From the [discussion](https://www.kaggle.com/lava18/google-play-store-apps/discussion/66015) about the Google data I see that there is a specific row with a missing piece of data which I will want to delete if that's the case.  To double check I'll print it below (the index number is 10473 instead of 10472 as noted in the discussion because I did not delete the header row from my data set).

In [12]:
google_data[10473]

['Life Made WI-Fi Touchscreen Photo Frame',
 '1.9',
 '19',
 '3.0M',
 '1,000+',
 'Free',
 '0',
 'Everyone',
 '',
 'February 11, 2018',
 '1.0.19',
 '4.0 and up']

So now I will delete this row and then print the new row at the same index number to make sure it was deleted:

In [13]:
del google_data[10473]
google_data[10473]

['osmino Wi-Fi: free WiFi',
 'TOOLS',
 '4.2',
 '134203',
 '4.1M',
 '10,000,000+',
 'Free',
 '0',
 'Everyone',
 'Tools',
 'August 7, 2018',
 '6.06.14',
 '4.4 and up']

There are known duplicate entries in the Google Data set so that is another thing I need to fix while cleaning up the data.  First I will check to see how many duplicates there are: 

In [15]:
duplicate_apps = []
unique_apps = []

for app in google_data:
    name = app[0]
    if name in unique_apps:
        duplicate_apps.append(name)
    else:
        unique_apps.append(name)
        
print('Number of Duplicate Apps', len(duplicate_apps))
print('\n')
print('Examples of Duplicate Apps', duplicate_apps[:10])

Number of Duplicate Apps 1181


Examples of Duplicate Apps ['Quick PDF Scanner + OCR FREE', 'Box', 'Google My Business', 'ZOOM Cloud Meetings', 'join.me - Simple Meetings', 'Box', 'Zenefits', 'Google Ads', 'Google My Business', 'Slack']


So there are 1,181 duplicates in the data set.  I'm going to look at one of the examples to try to get an idea of which entries to keep and which to delete.

§ **DATASET ROWS**

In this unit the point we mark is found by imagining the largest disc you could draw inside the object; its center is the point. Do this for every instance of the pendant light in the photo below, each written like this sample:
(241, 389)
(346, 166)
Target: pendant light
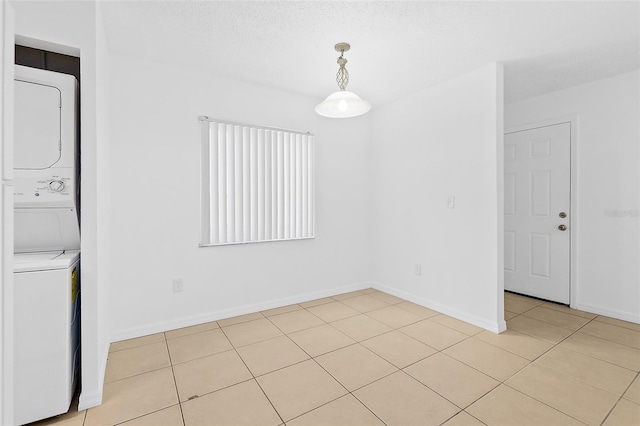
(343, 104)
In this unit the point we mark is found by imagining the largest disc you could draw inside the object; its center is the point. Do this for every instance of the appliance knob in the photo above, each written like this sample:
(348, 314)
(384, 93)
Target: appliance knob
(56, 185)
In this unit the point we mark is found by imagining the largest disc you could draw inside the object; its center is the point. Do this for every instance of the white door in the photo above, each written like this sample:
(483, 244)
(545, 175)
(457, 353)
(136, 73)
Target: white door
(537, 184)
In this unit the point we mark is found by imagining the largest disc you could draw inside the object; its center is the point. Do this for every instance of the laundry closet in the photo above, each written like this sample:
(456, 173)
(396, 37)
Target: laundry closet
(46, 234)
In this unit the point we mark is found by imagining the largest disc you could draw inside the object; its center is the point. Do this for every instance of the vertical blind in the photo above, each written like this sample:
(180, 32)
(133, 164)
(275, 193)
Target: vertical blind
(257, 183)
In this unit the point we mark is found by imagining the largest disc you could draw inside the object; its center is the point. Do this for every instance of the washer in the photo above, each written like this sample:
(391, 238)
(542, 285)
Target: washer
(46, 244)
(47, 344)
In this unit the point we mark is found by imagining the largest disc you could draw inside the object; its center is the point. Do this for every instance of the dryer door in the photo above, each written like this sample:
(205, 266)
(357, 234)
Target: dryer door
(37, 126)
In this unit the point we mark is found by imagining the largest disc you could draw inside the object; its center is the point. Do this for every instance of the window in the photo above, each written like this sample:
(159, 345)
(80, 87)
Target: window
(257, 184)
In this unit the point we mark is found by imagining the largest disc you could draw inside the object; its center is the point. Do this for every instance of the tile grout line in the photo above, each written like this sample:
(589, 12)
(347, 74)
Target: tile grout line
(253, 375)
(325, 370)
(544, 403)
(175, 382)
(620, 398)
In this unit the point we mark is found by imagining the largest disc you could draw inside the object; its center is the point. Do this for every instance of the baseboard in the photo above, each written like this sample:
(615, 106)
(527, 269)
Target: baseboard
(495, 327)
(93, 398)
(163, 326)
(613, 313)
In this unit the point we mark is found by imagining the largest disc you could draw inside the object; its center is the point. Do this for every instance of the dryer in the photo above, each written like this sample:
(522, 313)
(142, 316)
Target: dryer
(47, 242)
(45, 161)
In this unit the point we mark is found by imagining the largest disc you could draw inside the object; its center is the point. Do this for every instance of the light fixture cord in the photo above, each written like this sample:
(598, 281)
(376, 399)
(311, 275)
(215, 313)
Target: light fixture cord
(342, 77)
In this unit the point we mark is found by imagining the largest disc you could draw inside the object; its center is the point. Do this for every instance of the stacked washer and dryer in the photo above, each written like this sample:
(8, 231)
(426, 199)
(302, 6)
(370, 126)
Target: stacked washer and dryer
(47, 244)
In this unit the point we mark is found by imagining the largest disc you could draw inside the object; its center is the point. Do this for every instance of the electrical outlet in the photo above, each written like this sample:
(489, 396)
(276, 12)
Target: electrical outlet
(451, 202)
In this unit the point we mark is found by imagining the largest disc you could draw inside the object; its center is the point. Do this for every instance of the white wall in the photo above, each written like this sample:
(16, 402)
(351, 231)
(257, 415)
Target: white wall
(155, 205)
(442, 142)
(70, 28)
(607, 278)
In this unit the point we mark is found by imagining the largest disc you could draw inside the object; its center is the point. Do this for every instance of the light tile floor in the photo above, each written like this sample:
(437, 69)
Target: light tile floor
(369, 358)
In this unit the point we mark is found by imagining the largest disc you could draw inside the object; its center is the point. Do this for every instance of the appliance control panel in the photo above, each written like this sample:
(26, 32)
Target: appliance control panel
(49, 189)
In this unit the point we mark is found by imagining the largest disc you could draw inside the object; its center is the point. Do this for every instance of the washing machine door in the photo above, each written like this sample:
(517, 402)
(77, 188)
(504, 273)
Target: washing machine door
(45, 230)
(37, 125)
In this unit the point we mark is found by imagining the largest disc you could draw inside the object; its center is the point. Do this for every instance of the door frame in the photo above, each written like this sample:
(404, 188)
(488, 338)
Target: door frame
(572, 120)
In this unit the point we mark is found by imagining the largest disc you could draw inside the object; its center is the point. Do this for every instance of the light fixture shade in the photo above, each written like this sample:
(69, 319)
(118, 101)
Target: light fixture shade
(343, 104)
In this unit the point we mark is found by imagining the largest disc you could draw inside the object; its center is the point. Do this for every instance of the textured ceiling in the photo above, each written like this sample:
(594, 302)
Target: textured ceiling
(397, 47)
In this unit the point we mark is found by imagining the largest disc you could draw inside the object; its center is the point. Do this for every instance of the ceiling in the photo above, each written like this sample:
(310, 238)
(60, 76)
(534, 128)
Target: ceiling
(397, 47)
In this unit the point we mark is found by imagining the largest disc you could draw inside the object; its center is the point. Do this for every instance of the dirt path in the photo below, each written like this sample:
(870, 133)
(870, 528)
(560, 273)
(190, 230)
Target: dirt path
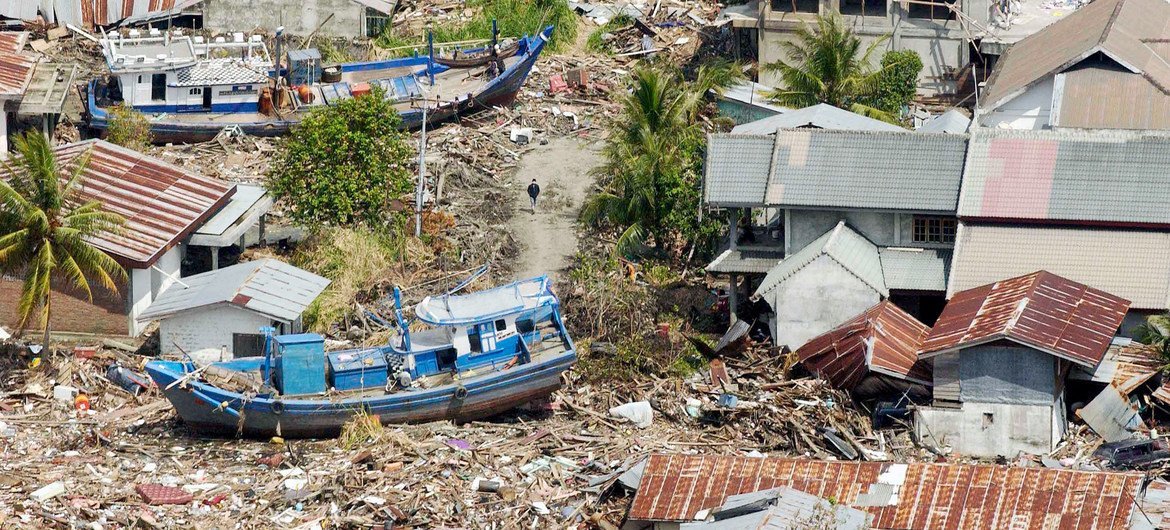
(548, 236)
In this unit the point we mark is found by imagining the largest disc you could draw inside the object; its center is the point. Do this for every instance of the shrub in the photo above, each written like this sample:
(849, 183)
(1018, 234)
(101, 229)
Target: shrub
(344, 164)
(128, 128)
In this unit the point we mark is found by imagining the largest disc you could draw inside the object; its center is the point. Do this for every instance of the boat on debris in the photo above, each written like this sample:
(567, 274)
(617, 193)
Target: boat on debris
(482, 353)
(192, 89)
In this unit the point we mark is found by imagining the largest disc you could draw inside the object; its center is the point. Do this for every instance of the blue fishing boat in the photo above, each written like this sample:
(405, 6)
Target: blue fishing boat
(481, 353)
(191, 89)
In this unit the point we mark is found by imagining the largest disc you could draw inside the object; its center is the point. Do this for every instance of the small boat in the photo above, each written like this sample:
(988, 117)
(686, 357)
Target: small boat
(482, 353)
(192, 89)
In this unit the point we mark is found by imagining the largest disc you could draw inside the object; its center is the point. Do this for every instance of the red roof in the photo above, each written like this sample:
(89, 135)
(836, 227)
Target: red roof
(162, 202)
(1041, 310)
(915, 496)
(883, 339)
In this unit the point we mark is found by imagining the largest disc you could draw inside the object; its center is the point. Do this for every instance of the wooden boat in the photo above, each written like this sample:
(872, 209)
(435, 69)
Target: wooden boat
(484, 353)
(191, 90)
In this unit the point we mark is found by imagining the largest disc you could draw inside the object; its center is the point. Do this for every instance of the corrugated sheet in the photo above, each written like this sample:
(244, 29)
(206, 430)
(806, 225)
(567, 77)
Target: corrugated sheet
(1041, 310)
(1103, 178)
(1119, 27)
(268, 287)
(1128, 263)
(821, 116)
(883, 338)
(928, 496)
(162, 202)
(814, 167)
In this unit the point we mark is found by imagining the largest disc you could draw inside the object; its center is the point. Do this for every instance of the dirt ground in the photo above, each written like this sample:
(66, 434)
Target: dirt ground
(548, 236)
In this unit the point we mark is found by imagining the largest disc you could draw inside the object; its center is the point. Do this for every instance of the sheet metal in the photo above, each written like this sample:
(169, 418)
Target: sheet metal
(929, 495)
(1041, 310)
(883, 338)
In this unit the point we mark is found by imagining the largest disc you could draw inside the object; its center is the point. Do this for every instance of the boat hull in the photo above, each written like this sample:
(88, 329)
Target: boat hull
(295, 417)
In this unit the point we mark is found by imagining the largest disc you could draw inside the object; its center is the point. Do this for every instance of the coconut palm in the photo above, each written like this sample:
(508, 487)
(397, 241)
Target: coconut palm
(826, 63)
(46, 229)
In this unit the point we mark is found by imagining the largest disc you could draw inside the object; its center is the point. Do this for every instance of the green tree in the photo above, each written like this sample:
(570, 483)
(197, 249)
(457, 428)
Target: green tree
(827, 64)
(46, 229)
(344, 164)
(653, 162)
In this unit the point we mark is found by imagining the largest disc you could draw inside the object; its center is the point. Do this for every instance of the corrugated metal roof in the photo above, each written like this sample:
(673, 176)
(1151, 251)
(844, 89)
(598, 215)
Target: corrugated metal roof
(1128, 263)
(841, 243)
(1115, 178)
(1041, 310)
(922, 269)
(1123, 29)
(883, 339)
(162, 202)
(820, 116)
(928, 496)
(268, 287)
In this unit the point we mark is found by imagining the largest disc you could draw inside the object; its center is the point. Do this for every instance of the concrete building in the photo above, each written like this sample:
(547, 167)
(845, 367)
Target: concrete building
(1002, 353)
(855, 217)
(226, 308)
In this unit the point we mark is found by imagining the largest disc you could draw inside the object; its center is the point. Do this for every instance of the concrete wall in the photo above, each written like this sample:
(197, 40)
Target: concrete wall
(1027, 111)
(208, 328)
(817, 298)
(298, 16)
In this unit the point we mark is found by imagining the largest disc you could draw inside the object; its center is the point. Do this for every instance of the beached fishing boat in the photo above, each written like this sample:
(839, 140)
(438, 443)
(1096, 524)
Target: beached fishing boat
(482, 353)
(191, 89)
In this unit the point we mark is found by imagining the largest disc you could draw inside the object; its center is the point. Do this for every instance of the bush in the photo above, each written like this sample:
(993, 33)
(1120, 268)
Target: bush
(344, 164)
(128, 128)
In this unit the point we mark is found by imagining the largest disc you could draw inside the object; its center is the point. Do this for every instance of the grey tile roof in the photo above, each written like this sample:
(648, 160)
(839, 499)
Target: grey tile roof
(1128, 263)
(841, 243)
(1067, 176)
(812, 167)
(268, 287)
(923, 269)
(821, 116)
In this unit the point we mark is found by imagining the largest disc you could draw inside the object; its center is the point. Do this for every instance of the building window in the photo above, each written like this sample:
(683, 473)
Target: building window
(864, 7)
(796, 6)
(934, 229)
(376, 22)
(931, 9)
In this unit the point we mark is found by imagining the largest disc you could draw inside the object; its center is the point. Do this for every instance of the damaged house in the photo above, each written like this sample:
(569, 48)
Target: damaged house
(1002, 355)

§ **INSTRUCTION 1**
Decide whether each statement agrees with the Google Play data-cleaning walkthrough, answering yes or no and quoting the deciding words: (a) The row examined at index 10473 is missing a piece of data. (b) The index used is 10472 because the header row had been removed. (c) The check found 1,181 duplicate apps.
§ **INSTRUCTION 2**
Resume the Google Play data-cleaning walkthrough after its final sentence.
The records come from a separate source.

§ **EXPECTED OUTPUT 1**
(a) Yes: "there is a specific row with a missing piece of data"
(b) No: "the index number is 10473 instead of 10472 as noted in the discussion because I did not delete the header row from my data set"
(c) Yes: "So there are 1,181 duplicates in the data set."

§ **EXPECTED OUTPUT 2**
In [18]:
for app in google_data:
    name = app[0]
    if name == 'Slack':
        print(app)

['Slack', 'BUSINESS', '4.4', '51507', 'Varies with device', '5,000,000+', 'Free', '0', 'Everyone', 'Business', 'August 2, 2018', 'Varies with device', 'Varies with device']
['Slack', 'BUSINESS', '4.4', '51507', 'Varies with device', '5,000,000+', 'Free', '0', 'Everyone', 'Business', 'August 2, 2018', 'Varies with device', 'Varies with device']
['Slack', 'BUSINESS', '4.4', '51510', 'Varies with device', '5,000,000+', 'Free', '0', 'Everyone', 'Business', 'August 2, 2018', 'Varies with device', 'Varies with device']


The only difference between the entries appears to be the 4th number (51507, 51507, and 51510).  This number refers to the number of reviews the app received.  In general I would like to use the most recent data to compare the apps so I will keep the entry with the highest number of reviews and delete the other ones.

First I'm going to figure out how many unique apps there are so I know what number of apps I'm trying to get in my data set (from the code above I learned that there are 1,181 dupliate apps):

In [24]:
print('Expected length of clean data set:', len(google_data[1:]) - 1181)

Expected length of clean data set: 9659


So I expect my clean data set to have 9,659 entries.  I will now create a dictionary where the keys are the names of the apps and the values are the highest number of reviews.  Each app name will be added to the dictionary as the code loops through the data set and the number of reviews will get updated to the highest number.  At the end I will check the length of my dictionary to make sure it is 9,659 like I expect.

In [23]:
reviews_max = {}

for app in google_data[1:]:
    name = app[0]
    n_reviews = float(app[3])
    if name in reviews_max and reviews_max[name] < n_reviews:
        n_reviews = reviews_max[name]
    elif name not in reviews_max:
        reviews_max[name] = n_reviews
        
print('Length of Dictionary:', len(reviews_max))

Length of Dictionary: 9659


The dictionary length is what I expected and now I have dictionary with each unique app name and the value for the most ratings.  I'm now going to use this dictionary to loop through the original data set and create a cleaned one with all the duplicate entries removed and only the entires with the highest number of reviews remaining.  Some of the duplicate entries have the exact same number of reviews, but I still only want one entry for each app.  Because of this while I'm looping through the data set I will also be creating a list of the names that have already been added to the data set.  That way entries will only be added if they contain the highest number of reviews AND they are not already in the data set.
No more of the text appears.